**Metin parçası:**
────────────────

Gölge, sözcük anlamıyla, ışıkla aydınlatılmış objelerin ters tarafına düşen karaltıdır.
Fakat, ilkel çağlardan bu yana gölgenin, insanoğlu için bu fiziksel olguyla karşılaştırıldığında ağır basan yan anlamları vardır.
Golge, özellikle bir metafor olarak insan gölgesi, kimi kavimlerde kişinin sahip çıkması gereken ‘ruh’u olarak kabul ediliyordu.
Antik çağlarda ise Socrates, gölgeye metafizik bir anlam yüklemişti.
Socrates’e göre, ışık mükemmel ve kutsal bir iyilik ideası ile özdeşken, içinde yaşadığımız gerçek dünyayı da içeren gölgeler dünyası, belirsizlik, bilinemezlik ve geçicilik ile karakterize ediyordu.
Böylece gerçekliği, maddesel ve ruhsal olarak ikiye ayırmıştı.
Bu bakış açısı, Batı felsefesini ve dinleri derinden etkileyen en önemli düşünceydi.
Daha sonra gölge, tek tanrılı dinlerde ‘öte dünya’nın ve modern zamanlarda ise psikologlar tarafından kişiliğin karanlık yönlerinin simgesi olarak görülmeye başlandı.
Tarihsel açıklamalar da gösterir ki; gölge ve ona yüklenen anlamlar metafizik ve psikoloji bağlamında kilit bir dayanaktır.
Buna paralel bir biçimde gölge, insanı insana anlatan ve gerçekliğin en yakın temsili olarak kabul edilen sinema sanatında da geniş bir konudur
Sinemasal anlatıda gölge kullanımı, hem belirli dönemleri etkilemiş bir estetik, hem de bu estetikle beraber algılanan ve yorumlanan bir metafor ya da simge olarak karşımıza çıkmaktadır.
Yukarıda belirtildiği gibi, ışık ve gölge birbirlerine karşıt olarak görülür.

────────────────

**Yapılacak iş:** Yukarıdaki gölge konulu metinden bir bölümü hiç değiştirmeden yazın: "Antik çağlarda ise" sözlerinin geçtiği yerden başlayın, "en önemli düşünceydi." sözlerinden sonra bırakın.

**Veri kesitleri:**
────────────────

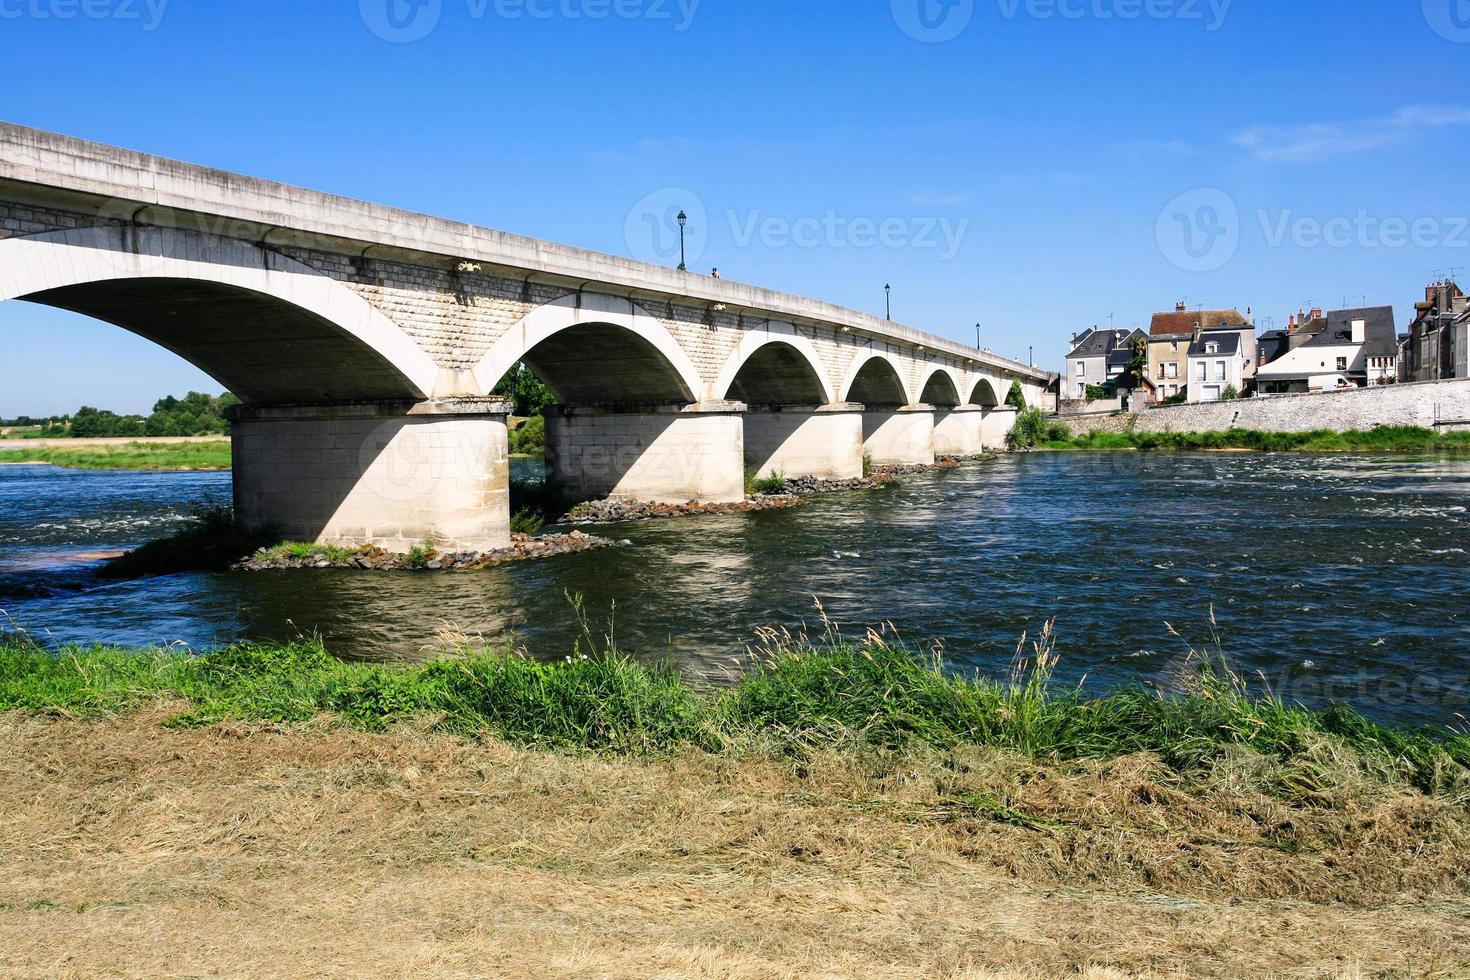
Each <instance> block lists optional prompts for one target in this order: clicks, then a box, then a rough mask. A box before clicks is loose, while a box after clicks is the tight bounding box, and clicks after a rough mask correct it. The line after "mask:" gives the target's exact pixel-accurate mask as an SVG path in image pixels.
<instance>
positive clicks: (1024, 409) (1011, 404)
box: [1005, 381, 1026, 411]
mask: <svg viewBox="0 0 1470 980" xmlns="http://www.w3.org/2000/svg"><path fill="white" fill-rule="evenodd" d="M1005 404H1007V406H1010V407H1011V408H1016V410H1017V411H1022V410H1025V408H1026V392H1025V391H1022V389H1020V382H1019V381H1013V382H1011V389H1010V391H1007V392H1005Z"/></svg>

────────────────

**Alıştırma çıktısı:**
Antik çağlarda ise Socrates, gölgeye metafizik bir anlam yüklemişti.
Socrates’e göre, ışık mükemmel ve kutsal bir iyilik ideası ile özdeşken, içinde yaşadığımız gerçek dünyayı da içeren gölgeler dünyası, belirsizlik, bilinemezlik ve geçicilik ile karakterize ediyordu.
Böylece gerçekliği, maddesel ve ruhsal olarak ikiye ayırmıştı.
Bu bakış açısı, Batı felsefesini ve dinleri derinden etkileyen en önemli düşünceydi.